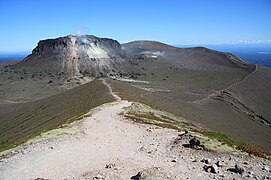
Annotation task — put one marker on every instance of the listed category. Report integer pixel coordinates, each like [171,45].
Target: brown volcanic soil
[22,121]
[216,89]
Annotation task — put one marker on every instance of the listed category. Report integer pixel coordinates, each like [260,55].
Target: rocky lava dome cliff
[75,55]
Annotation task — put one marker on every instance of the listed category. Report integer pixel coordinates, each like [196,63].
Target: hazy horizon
[171,22]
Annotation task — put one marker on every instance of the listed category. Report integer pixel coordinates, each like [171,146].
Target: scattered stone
[182,133]
[206,161]
[211,169]
[266,168]
[214,169]
[237,169]
[194,142]
[111,165]
[152,173]
[99,177]
[219,163]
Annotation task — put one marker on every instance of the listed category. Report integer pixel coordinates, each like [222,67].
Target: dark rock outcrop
[84,55]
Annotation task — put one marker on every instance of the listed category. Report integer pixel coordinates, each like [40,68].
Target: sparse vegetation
[221,137]
[27,120]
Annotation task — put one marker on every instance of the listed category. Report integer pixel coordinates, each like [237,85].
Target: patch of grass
[221,137]
[27,120]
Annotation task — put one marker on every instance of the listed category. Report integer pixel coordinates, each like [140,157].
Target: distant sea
[252,53]
[10,57]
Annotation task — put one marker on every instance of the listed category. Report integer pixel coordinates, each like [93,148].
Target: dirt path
[108,146]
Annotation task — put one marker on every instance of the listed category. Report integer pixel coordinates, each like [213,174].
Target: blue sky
[24,22]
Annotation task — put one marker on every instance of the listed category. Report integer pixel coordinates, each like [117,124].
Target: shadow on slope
[20,122]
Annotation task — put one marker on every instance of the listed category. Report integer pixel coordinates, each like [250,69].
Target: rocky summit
[75,56]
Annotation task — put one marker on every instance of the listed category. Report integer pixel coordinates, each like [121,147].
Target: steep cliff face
[76,55]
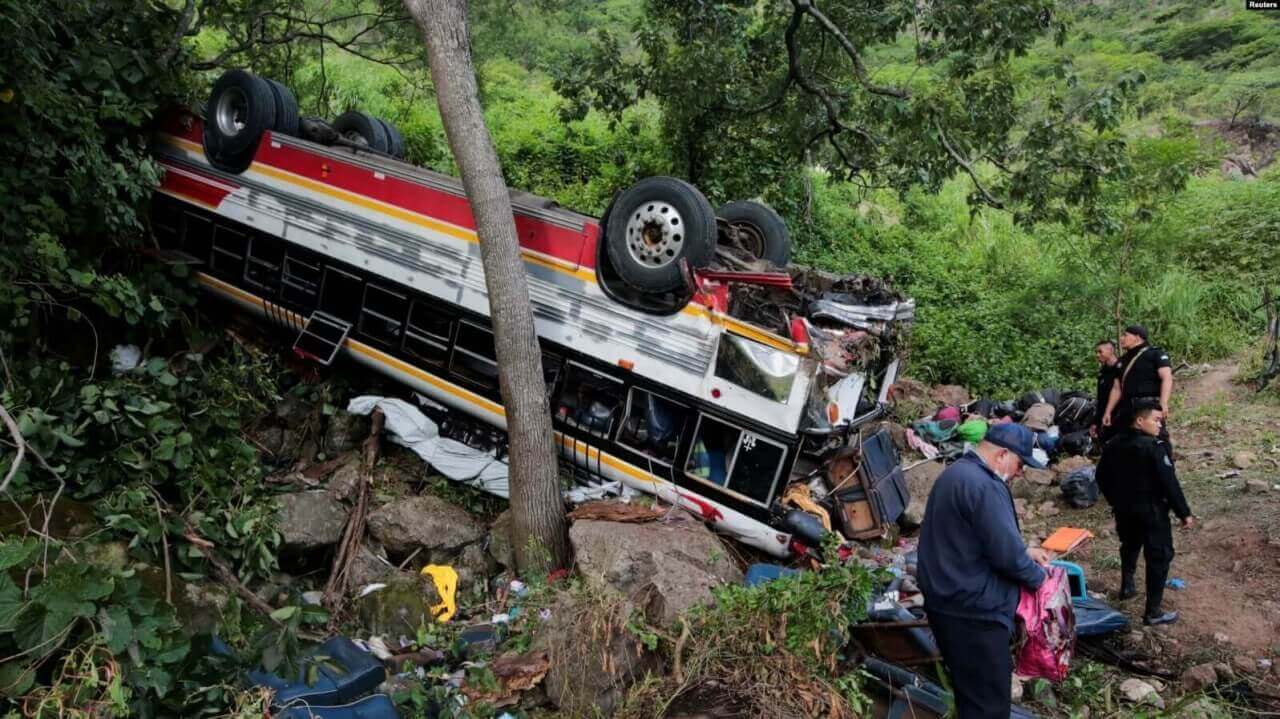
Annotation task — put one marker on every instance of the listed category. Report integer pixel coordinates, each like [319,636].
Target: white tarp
[452,458]
[456,461]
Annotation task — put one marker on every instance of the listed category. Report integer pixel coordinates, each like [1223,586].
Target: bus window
[757,367]
[197,237]
[736,459]
[341,293]
[263,270]
[426,338]
[474,358]
[382,316]
[229,250]
[589,401]
[653,425]
[300,284]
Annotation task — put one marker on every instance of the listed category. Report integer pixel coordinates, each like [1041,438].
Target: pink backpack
[1046,628]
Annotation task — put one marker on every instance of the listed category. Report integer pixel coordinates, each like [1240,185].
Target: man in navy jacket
[973,563]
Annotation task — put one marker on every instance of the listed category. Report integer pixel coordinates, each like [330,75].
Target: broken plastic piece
[446,580]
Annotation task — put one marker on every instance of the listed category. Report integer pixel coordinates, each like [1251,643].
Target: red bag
[1046,628]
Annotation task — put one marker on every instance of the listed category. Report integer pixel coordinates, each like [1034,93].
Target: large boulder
[593,656]
[401,607]
[310,520]
[424,522]
[344,431]
[666,567]
[919,484]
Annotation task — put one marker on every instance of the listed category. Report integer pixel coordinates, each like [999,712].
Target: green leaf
[284,613]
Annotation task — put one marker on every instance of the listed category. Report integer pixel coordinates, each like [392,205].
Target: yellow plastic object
[447,586]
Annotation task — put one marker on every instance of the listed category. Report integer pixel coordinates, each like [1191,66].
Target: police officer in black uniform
[1141,485]
[1109,369]
[1144,375]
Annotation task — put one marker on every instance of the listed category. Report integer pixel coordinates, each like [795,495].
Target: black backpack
[1074,412]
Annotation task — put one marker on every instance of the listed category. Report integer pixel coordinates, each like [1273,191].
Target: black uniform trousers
[1148,532]
[979,663]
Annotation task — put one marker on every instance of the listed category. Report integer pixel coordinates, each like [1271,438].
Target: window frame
[626,415]
[365,312]
[732,461]
[566,375]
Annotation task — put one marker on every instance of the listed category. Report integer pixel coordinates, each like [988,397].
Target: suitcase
[869,486]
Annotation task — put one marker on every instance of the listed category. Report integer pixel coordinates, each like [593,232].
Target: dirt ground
[1224,436]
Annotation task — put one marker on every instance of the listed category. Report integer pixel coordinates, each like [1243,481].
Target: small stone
[1141,692]
[1043,477]
[1244,664]
[1200,677]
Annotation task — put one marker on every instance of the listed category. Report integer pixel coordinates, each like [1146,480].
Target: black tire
[241,108]
[653,225]
[759,229]
[394,140]
[357,127]
[286,109]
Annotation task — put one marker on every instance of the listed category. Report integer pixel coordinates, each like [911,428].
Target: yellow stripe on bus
[462,394]
[469,236]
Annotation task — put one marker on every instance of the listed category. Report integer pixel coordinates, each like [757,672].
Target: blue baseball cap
[1016,439]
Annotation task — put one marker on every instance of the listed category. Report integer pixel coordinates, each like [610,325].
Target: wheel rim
[656,233]
[232,111]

#### [TASK ITEM]
Copy all entries exactly; skip pictures.

#### [TASK RESULT]
Annotation task — put one marker on every instance of the listed category. Report integer pixel coordinates, each like [171,45].
Target: brown volcanic soil
[22,121]
[216,89]
Annotation task — put one marker on every instance of the listed category. Report integer pixel coordinates, each like [260,55].
Target: rocky lava dome cliff
[75,55]
Annotation task — put one marker on every instance of the listed category. Report integer pixel coordinates, each like [196,63].
Target: hazy horizon
[171,22]
Annotation task — put one marker on every instance of the listed category. Report integer pixel coordinates, each like [171,146].
Target: scattered stone
[182,133]
[206,161]
[211,169]
[266,168]
[214,169]
[237,169]
[194,142]
[111,165]
[152,173]
[99,177]
[219,163]
Annotation task — put one marker on every instance of the listed category. Report integer pixel coordinates, each like [222,67].
Target: dark rock outcrop
[84,55]
Annotation task — put one marker on every instance of the listed category. Report integer pixel coordinates, each like [40,68].
Target: sparse vegetation
[221,137]
[27,120]
Annotation task — put one marker on every instance of the listed category. Report integer pixel coordinates, each like [237,85].
Target: patch of grass
[221,137]
[27,120]
Annotation task — put one marker on every instance of the listed category. Report integer pixel coordinates, each like [140,157].
Target: distant sea
[252,53]
[10,57]
Annotation task — put one marker on every instance of the listed category. Report integer pixel coordinates, each like [93,148].
Target: dirt path
[108,146]
Annotation task — put one marker on every instance of the listed category. Report integer pixel coordinates, each like [213,174].
Target: blue sky
[24,22]
Annotation task — put one marker on every instance of the listed category. Report integer pixel coordinates, each like [117,124].
Target: shadow on slope
[20,122]
Annotation task — put one marker on every instance of the listed category. Report integer pixel coordinates, each like [250,69].
Target: rocky summit
[75,56]
Annotation task — put one marker on every instance of the listed category. Report integer pixel coordinates, each like [121,147].
Target: steep cliff face
[76,55]
Annotation task — put one marker on every instance of the listed category. Report integer pixel coordinates, each like [319,636].
Target: white tarp
[452,458]
[456,461]
Annotation task — put one marker on every instance of the listed category. Report integer pixel coordinates, each like [1223,586].
Target: bus window
[757,367]
[197,237]
[736,459]
[341,293]
[263,270]
[426,338]
[474,358]
[382,316]
[229,250]
[589,401]
[653,425]
[300,284]
Annotation task — put one marker on every instance of the listed category. Report integer pixel coordinates, each like [1041,438].
Target: pink backpack
[1046,628]
Annotation task — put one marker on every instance of the listed category. Report integer pixel coordinates, each like [1240,185].
Target: man in navy jacket
[973,563]
Annotation task — put one marker on every instance of the listed category. Report integer pixel coordinates, each like [330,75].
Target: broken plastic piece
[446,580]
Annotation task — put one marker on every instance of the listed category. Report integer pixel coordinates, each like [1251,643].
Target: red bag
[1046,628]
Annotation task — put one marker on every instance of the listed category. Report integer pixel coordinates, each like [1034,93].
Target: large boulder
[593,656]
[401,607]
[310,520]
[424,522]
[344,431]
[666,567]
[919,484]
Annotation task — put one marker on every instance of the listed category. Report integer pixel coordinates, each like [999,712].
Target: green leaf
[284,613]
Annotation task — put one marker on every instance of the listed category. Report integer pixel coordinates, each like [392,205].
Target: yellow plastic object
[447,586]
Annotation task — put one marker on every instance of the listed category. Report integer pixel coordinates, each like [1191,66].
Target: police officer in black uniform
[1141,485]
[1109,369]
[1144,375]
Annotation task — put one marker on every instance of the listed category. Report integer pixel coordinates, each like [795,495].
Target: black backpack
[1074,412]
Annotation task — put one marker on every instance of the listed category. Report integer pixel coordinates, each like [1273,191].
Target: black uniform trousers
[1148,532]
[979,663]
Annotation task — put one marker on every instance of the listed category. Report integer pixel coordinates, each like [1271,438].
Target: window frame
[626,415]
[365,312]
[732,461]
[566,375]
Annotation task — put one marker on every instance of the listed category. Report integer pixel coordinates, each like [988,397].
Target: suitcase
[869,486]
Annotation task — put one marker on every instance of the listed category. Report integer pixel coordinates, each like [593,232].
Target: dirt ground
[1224,436]
Annotation task — put one marker on every instance of the listed category. Report integer pixel coordinates, each like [1243,481].
Target: small stone
[1141,692]
[1043,477]
[1244,664]
[1200,677]
Annotation task — put one marker on every instance of the listed category. Report integer pixel coordinates, each like [1146,480].
Target: black tire
[241,108]
[653,225]
[759,229]
[394,140]
[357,127]
[286,109]
Annotation task — put one marker on every instance of the listed category. Report integer pixel coordinates, each like [911,428].
Target: yellow stripe on bus
[462,394]
[469,236]
Annotation task — put one marker on every instance of the listed category. Report integer pixel coordinates, each like [757,672].
Target: blue baseball cap
[1016,439]
Annotation task — put one marker on every instance of the listed category. Report integer pixel coordinates, each like [610,325].
Target: wheel rim
[656,233]
[232,111]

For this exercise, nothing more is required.